Stored data:

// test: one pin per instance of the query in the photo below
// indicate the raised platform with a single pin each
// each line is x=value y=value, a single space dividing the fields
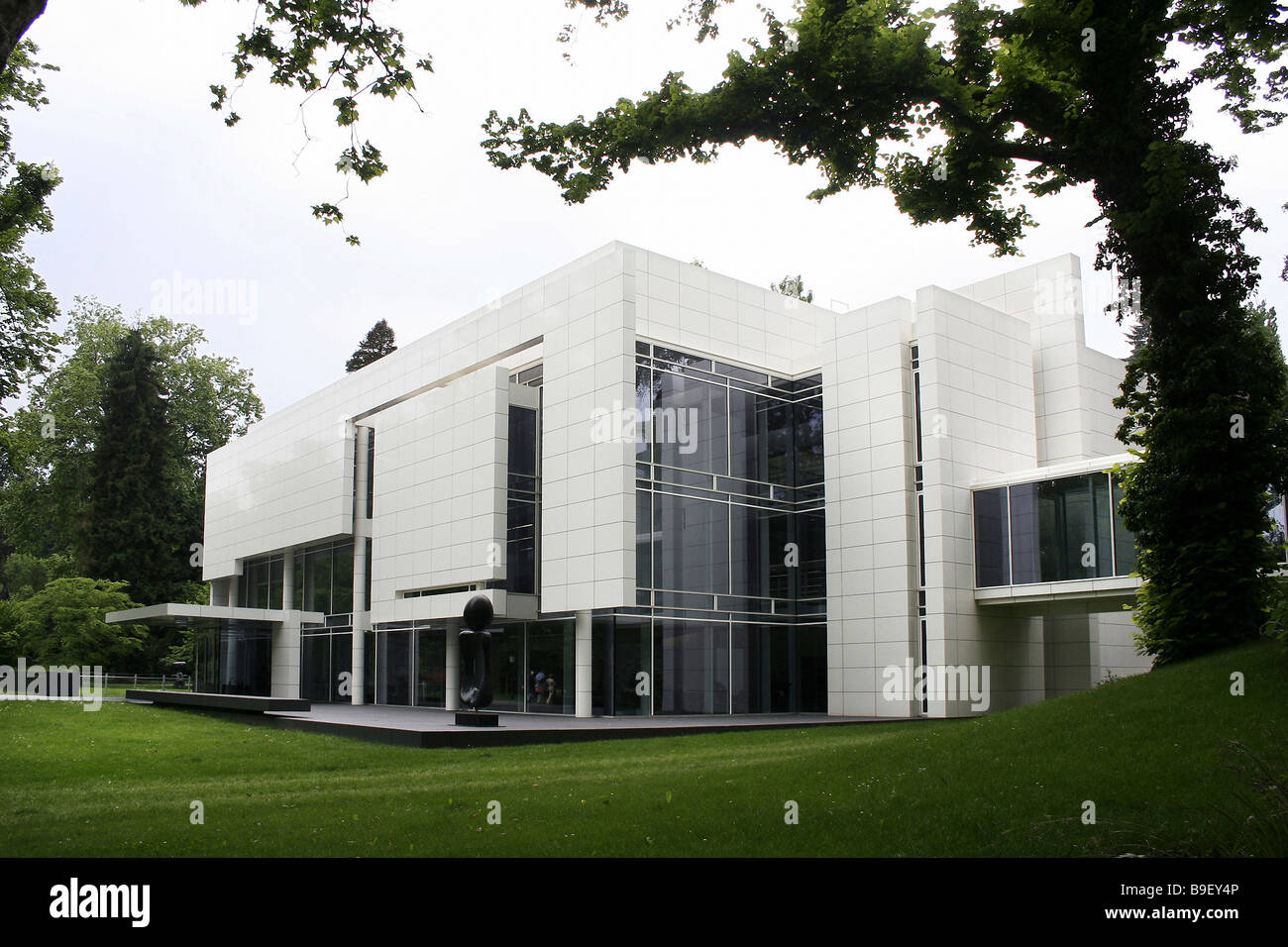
x=437 y=728
x=240 y=703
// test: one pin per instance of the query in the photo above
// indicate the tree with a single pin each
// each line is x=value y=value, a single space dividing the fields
x=26 y=305
x=795 y=287
x=361 y=55
x=133 y=530
x=50 y=442
x=25 y=575
x=1081 y=93
x=63 y=624
x=375 y=346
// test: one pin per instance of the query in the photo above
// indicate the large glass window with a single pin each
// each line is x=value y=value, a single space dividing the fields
x=552 y=668
x=691 y=423
x=809 y=441
x=1060 y=530
x=245 y=661
x=992 y=539
x=1125 y=540
x=316 y=667
x=261 y=583
x=323 y=578
x=393 y=668
x=692 y=548
x=523 y=502
x=507 y=667
x=432 y=668
x=760 y=553
x=632 y=667
x=691 y=667
x=760 y=437
x=1051 y=531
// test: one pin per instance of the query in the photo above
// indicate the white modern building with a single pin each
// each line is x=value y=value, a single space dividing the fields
x=687 y=495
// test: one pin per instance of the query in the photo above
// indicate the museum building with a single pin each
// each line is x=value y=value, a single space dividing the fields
x=686 y=495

Short task: Please retype every one of the items above without any changes, and leave the picture out of your copy.

Solution to the problem:
// test: one pin per instance of the query in the photo below
// indicate the raised platform with a single pin each
// each line is x=value y=value, a single space dividing the fields
x=437 y=728
x=240 y=703
// test: one pin per instance of the query in the photo above
// indicate the tree with a single pin each
// each line is x=value y=value, a single space dividing the fields
x=26 y=305
x=795 y=287
x=361 y=55
x=133 y=530
x=50 y=442
x=25 y=575
x=1081 y=93
x=63 y=624
x=375 y=346
// test: one pin per instance of the query in the photo above
// indicate the large glass window with a single pin each
// each line is x=value y=value, a single space dividing the fields
x=552 y=668
x=691 y=423
x=809 y=441
x=1060 y=530
x=245 y=661
x=992 y=539
x=1125 y=540
x=316 y=667
x=261 y=583
x=323 y=578
x=393 y=668
x=692 y=548
x=523 y=502
x=507 y=667
x=432 y=668
x=760 y=553
x=632 y=667
x=691 y=667
x=760 y=437
x=1051 y=531
// test: one pin per instance of the query in the photo above
// indicate the white modern building with a single pin each
// each line is x=value y=value, a single space dividing the fields
x=687 y=495
// test: one pin per instance of the query in the photo above
// indicate the museum building with a single pin each
// each line is x=value y=value, a single space dividing the fields
x=686 y=495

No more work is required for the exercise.